| DIRECTIONS |
Format the data below as a numbered list with one line per item, and omit any blank lines.
══ RECORDS FOR PROCESSING ══
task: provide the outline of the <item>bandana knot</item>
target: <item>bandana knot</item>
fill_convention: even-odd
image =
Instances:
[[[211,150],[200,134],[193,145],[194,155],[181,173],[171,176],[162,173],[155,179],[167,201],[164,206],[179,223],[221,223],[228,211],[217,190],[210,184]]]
═══
| ANSWER |
1. task: provide the outline of the <item>bandana knot</item>
2. target: <item>bandana knot</item>
3. fill_convention: even-odd
4. image =
5. Instances:
6. [[[211,150],[200,134],[193,145],[194,155],[181,173],[171,176],[162,173],[155,179],[167,201],[164,206],[179,223],[221,223],[228,211],[217,190],[210,184]]]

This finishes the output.